- _Brief_
In the listing below, please print the line that contains "Note: for every instance of the reflection" and every line that follows it, exactly.
§ §
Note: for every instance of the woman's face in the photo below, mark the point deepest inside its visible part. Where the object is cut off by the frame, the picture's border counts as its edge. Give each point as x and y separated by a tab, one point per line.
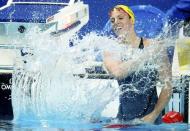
121	23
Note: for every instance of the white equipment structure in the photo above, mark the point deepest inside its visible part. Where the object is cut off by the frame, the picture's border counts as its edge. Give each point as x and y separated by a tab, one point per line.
71	18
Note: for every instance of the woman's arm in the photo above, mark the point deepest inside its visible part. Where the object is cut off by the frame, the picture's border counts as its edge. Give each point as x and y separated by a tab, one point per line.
120	69
165	76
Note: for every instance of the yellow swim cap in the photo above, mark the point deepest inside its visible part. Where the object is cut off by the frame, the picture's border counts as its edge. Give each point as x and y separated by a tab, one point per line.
127	10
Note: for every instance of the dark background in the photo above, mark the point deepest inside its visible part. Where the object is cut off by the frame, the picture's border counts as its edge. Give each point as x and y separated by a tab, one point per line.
99	8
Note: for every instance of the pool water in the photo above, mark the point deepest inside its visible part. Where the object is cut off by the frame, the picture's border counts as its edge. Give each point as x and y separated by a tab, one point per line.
60	126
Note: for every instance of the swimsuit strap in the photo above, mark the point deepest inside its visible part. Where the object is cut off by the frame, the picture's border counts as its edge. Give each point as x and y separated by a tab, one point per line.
141	45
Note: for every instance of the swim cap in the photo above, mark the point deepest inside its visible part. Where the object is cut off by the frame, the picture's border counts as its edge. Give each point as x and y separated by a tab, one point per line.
127	10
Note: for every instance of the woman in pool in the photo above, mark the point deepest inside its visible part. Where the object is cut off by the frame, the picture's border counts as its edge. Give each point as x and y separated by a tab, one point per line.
138	98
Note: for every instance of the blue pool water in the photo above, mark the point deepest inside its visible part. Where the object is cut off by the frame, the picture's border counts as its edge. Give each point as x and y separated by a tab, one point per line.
60	126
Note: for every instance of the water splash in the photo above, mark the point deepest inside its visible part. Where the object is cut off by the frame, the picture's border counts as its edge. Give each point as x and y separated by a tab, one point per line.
45	89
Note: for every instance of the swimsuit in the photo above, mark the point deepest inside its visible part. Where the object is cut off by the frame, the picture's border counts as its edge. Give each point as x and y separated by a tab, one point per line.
138	94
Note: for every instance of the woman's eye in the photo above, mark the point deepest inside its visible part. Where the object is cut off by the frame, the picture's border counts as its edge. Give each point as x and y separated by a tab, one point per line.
112	20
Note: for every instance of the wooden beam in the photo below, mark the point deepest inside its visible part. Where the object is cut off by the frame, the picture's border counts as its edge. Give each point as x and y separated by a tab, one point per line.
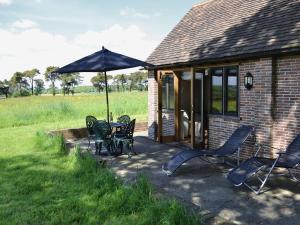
159	111
192	127
177	105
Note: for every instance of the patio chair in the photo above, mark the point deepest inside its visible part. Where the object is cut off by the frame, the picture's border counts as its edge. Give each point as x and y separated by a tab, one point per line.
102	132
126	138
290	159
90	121
232	146
125	119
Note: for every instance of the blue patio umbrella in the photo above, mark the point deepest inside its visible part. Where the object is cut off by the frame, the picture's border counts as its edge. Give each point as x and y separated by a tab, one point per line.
102	61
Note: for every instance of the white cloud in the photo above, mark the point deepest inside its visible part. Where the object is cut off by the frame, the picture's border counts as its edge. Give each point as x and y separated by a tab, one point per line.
24	24
34	48
5	2
131	12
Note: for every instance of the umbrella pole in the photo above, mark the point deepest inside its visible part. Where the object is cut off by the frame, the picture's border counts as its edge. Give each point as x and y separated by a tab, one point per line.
107	103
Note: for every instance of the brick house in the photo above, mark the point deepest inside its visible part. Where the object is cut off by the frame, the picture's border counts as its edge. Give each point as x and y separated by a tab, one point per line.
197	85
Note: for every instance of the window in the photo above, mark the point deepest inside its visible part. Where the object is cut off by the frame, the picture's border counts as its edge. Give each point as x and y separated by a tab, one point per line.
168	99
217	91
231	100
224	91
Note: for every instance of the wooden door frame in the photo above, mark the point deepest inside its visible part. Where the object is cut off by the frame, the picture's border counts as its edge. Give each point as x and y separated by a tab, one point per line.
159	75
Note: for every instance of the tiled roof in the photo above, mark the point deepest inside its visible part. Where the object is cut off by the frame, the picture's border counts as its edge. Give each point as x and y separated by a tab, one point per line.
219	29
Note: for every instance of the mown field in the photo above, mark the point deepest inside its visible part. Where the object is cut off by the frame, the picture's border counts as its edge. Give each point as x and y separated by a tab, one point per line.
42	183
49	109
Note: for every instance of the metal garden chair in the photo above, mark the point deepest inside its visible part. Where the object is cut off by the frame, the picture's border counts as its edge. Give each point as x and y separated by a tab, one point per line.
290	160
90	121
126	138
103	137
124	119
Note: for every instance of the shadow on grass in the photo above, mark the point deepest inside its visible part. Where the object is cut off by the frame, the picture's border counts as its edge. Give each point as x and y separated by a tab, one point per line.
50	187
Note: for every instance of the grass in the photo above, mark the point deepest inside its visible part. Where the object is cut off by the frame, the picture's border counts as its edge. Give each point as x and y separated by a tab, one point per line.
42	183
35	110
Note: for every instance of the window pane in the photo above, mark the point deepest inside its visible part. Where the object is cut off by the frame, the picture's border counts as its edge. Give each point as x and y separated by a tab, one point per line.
168	99
164	93
231	91
217	91
171	93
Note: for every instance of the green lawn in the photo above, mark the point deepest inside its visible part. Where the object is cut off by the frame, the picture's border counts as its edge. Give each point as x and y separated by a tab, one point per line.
36	110
41	183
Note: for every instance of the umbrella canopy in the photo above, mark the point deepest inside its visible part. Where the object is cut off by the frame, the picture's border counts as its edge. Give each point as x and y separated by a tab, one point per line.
102	61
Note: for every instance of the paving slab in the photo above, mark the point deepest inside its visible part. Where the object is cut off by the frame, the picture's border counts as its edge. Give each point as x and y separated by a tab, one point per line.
204	186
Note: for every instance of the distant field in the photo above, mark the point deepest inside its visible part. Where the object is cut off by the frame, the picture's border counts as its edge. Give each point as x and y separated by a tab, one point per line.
42	183
70	109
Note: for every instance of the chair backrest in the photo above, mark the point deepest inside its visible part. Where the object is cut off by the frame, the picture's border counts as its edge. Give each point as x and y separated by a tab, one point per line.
236	140
130	129
102	130
123	119
90	121
292	156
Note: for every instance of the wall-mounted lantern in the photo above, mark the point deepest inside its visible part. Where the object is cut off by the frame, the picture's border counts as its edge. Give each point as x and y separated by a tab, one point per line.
248	81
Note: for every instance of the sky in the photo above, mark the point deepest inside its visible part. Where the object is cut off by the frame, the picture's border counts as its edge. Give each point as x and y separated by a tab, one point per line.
41	33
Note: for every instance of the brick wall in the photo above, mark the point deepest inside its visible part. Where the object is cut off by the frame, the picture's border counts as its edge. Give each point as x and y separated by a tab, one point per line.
272	106
287	105
152	105
272	109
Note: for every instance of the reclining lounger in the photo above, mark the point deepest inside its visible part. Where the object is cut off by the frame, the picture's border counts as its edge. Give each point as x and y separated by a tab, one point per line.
289	160
232	146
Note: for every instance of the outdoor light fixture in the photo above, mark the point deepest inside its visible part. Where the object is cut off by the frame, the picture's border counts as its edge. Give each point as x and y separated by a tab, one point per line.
248	81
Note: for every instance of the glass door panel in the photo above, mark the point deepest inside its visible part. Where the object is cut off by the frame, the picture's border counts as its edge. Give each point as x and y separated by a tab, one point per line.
198	106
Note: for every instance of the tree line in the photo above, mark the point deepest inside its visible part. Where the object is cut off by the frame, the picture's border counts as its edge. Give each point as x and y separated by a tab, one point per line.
26	83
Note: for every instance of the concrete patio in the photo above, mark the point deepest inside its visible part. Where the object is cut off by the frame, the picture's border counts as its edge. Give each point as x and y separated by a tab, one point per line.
204	187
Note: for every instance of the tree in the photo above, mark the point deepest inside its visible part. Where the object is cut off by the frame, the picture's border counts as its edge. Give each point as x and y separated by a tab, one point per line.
39	86
31	74
51	76
98	81
19	83
4	88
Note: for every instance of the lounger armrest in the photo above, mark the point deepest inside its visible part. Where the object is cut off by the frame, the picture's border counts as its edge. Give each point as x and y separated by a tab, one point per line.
280	153
258	147
267	146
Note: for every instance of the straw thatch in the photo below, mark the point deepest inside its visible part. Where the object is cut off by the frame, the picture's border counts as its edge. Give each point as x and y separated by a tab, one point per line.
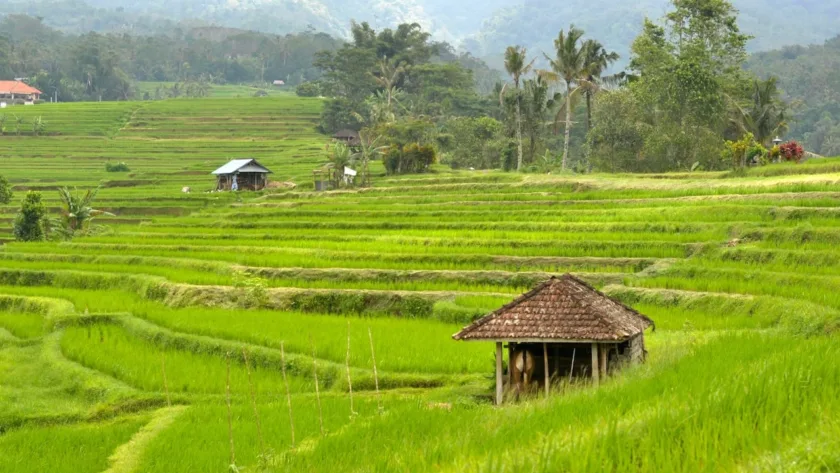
560	309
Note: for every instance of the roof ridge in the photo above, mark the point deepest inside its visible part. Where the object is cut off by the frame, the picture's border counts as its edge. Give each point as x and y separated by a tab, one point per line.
560	313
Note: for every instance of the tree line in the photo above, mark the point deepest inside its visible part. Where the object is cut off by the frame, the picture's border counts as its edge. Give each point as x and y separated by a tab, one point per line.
685	102
96	66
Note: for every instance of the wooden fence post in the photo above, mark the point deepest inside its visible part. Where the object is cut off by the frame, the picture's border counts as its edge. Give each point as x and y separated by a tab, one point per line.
499	383
375	374
288	394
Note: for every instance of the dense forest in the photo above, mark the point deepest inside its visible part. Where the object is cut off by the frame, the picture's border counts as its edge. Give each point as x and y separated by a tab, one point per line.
93	66
486	27
690	97
809	76
686	101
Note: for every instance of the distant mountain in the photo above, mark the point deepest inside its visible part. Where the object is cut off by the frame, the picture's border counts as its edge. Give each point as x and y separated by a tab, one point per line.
483	27
535	23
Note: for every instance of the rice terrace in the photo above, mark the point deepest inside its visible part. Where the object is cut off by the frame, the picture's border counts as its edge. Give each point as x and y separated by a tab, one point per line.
182	336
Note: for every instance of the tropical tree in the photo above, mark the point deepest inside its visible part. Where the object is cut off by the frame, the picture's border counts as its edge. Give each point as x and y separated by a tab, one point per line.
517	66
568	66
537	102
388	77
369	150
596	61
76	210
340	156
764	116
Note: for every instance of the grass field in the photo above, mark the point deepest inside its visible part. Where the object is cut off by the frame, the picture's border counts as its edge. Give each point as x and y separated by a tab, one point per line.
120	351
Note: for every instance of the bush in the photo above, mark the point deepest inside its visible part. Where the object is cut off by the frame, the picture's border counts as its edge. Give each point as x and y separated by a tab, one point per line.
308	89
117	167
29	222
412	158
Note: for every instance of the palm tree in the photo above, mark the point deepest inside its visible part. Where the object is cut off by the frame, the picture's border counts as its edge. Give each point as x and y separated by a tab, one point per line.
369	150
388	78
537	102
77	210
515	65
764	117
568	66
597	60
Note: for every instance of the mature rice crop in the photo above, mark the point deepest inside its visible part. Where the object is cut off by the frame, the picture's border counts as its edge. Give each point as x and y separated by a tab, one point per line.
99	335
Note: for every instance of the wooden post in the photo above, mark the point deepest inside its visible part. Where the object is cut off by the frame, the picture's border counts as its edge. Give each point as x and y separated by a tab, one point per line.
230	415
165	384
604	352
375	374
547	374
317	391
499	384
347	366
288	394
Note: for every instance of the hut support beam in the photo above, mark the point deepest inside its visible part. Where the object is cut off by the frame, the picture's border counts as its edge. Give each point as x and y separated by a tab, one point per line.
499	384
545	366
604	354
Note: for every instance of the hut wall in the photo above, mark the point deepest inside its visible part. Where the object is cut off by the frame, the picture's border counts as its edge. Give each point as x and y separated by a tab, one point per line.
636	348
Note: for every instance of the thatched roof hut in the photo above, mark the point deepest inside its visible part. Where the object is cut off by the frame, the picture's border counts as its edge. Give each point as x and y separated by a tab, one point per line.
563	327
242	174
350	137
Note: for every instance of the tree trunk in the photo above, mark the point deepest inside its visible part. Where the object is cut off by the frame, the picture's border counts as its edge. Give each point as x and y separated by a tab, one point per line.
518	133
568	125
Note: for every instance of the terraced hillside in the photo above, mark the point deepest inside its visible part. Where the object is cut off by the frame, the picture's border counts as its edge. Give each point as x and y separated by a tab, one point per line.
127	345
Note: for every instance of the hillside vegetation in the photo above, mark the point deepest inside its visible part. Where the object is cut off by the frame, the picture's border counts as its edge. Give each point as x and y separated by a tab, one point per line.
166	340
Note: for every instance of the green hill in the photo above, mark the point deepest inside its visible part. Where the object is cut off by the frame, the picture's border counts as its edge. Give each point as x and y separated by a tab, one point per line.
178	336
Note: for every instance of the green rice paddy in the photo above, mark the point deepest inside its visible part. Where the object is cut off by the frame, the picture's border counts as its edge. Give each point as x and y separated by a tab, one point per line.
119	351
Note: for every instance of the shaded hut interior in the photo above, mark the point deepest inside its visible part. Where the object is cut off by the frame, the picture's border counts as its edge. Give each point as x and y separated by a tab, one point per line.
248	174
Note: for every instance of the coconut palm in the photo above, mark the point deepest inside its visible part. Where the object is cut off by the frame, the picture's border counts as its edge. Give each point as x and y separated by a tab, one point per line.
597	60
77	210
568	66
369	150
517	66
764	116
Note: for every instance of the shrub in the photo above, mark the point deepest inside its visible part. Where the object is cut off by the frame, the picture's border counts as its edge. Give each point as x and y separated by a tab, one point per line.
117	167
308	89
792	151
29	222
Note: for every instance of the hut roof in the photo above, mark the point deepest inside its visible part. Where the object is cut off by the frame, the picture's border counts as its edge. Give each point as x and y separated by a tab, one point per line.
346	134
563	309
242	165
17	87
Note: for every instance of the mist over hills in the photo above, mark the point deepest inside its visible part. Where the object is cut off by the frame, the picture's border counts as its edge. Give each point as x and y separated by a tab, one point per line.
483	28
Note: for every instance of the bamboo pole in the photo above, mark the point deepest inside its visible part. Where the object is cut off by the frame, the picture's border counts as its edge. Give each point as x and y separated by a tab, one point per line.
288	394
347	366
253	394
545	367
317	390
230	416
165	383
499	384
375	375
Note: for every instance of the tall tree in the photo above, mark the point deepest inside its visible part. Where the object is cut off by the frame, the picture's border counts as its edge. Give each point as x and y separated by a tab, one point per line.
764	115
517	65
568	66
597	61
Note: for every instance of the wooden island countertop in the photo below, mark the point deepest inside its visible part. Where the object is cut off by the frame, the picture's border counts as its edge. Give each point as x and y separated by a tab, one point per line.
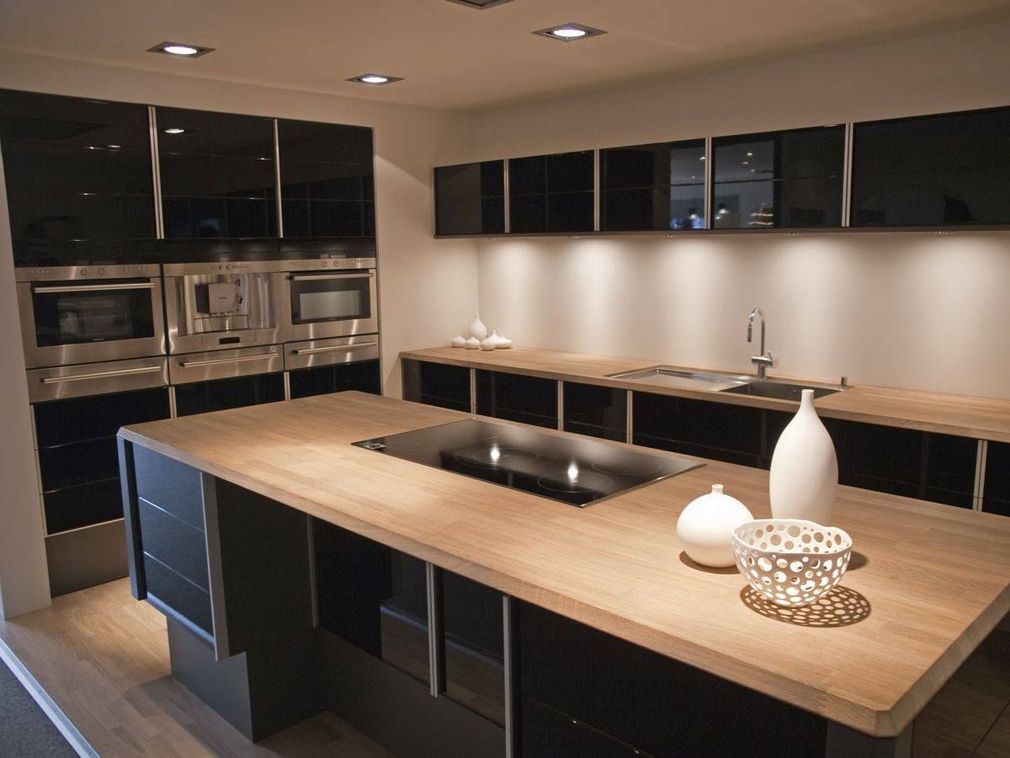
963	415
927	582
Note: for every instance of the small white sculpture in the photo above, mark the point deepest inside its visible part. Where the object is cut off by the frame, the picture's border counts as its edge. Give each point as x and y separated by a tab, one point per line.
706	526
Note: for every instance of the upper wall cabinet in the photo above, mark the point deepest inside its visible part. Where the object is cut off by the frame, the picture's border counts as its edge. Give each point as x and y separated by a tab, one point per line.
657	187
326	180
470	198
931	171
552	193
780	179
79	177
218	174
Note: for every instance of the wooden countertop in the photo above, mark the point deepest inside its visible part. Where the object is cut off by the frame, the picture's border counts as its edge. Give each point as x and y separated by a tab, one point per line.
927	584
979	417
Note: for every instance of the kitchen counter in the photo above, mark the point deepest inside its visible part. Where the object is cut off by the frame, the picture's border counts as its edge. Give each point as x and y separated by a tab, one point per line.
978	417
926	585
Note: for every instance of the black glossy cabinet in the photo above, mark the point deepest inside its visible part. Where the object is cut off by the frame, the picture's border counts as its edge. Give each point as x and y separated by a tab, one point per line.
528	399
218	174
930	171
596	411
470	198
552	193
436	384
658	187
79	178
779	180
327	186
363	376
996	495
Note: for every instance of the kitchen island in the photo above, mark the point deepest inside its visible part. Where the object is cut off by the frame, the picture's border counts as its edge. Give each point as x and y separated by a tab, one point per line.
273	516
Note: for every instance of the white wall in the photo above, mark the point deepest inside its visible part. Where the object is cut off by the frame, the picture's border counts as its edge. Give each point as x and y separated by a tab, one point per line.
905	309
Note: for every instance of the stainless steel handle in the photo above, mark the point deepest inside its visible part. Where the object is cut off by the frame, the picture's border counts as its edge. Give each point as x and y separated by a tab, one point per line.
100	375
219	361
317	277
95	287
332	349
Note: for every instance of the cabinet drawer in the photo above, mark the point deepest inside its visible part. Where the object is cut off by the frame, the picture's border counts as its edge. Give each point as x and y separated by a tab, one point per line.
174	543
178	593
171	485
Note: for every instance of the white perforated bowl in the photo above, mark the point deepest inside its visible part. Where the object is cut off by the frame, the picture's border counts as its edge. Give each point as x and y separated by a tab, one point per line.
791	562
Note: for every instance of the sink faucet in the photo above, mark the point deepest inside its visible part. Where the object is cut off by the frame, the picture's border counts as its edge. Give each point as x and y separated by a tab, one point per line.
765	359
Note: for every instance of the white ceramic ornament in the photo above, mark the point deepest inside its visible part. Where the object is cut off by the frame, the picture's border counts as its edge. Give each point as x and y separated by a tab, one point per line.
706	526
803	482
477	327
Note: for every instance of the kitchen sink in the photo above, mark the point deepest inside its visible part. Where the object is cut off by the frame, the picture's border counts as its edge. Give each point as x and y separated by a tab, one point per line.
780	390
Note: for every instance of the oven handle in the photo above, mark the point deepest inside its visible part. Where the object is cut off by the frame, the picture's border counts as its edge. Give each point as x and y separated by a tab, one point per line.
317	277
100	375
219	361
94	287
332	349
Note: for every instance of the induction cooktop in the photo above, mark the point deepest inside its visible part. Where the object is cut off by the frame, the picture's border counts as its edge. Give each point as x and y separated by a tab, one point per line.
575	471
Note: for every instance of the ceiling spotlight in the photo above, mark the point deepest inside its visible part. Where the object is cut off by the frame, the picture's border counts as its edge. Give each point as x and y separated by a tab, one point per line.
375	79
181	51
569	32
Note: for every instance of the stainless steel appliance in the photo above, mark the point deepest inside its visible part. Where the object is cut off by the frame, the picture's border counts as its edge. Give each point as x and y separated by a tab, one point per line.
220	305
326	298
74	314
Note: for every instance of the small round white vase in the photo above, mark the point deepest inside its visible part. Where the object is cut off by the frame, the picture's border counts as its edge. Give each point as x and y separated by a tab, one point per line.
803	482
706	526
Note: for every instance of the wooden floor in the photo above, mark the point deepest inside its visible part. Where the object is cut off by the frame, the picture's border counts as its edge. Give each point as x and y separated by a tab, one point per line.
103	658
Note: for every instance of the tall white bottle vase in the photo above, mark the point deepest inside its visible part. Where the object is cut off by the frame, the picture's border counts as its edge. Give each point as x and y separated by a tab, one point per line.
803	482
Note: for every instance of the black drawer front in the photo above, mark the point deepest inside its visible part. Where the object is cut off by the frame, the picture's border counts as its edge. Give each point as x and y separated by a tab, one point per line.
83	505
171	485
178	593
174	543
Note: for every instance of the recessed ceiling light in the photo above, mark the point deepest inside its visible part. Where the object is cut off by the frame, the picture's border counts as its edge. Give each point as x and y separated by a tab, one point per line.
569	32
180	50
375	79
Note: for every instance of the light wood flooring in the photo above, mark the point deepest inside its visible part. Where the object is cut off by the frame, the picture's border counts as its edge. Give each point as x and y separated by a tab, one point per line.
103	658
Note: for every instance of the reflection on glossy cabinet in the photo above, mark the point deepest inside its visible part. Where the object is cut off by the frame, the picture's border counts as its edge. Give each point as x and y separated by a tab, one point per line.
779	180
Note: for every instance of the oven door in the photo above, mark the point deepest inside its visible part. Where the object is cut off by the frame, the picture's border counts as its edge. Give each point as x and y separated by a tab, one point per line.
320	305
89	321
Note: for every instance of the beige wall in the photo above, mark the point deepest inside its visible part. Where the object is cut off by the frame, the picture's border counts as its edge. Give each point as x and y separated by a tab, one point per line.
906	309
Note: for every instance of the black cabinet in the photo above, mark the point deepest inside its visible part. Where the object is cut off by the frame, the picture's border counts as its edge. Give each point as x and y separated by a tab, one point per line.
657	187
219	394
951	169
327	186
373	596
597	411
436	384
551	193
470	198
363	376
218	174
529	399
79	178
781	179
996	495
§ §
- _Response to the task_
Note: for every instance of the reflection on glossy cabinet in the photo above, mark the point deepest inside its visible part. Where the object is cut off by the frame, the picture's border counts as its edge. Give each point as x and y separated by a tab, one point per line.
779	180
Note: for every instance of the oven door in the photo above, mark the point deepest inside its visible part. Where the object is cut off by the frame, the picture's border counts as its edge. Give each point as x and y separated by a tab, one point per line.
320	305
89	321
Note: for every instance of the beige wall in the photo above, mark the point deepest inside its visible part. Where the object is cut off by the frame, the picture's border counts as its edge. Give each point as x and y separated by a tab, one point per line.
906	309
Note: for every instance of the black cabinet in the photo above, mark the point deepest inside its visible part. Where the object is cut off by the frame, the picture's border counts as its edge. Give each point as x and y separated by a tab, one point per line.
657	187
219	394
951	169
327	186
373	596
597	411
436	384
551	193
470	198
363	376
218	174
529	399
79	178
781	179
996	495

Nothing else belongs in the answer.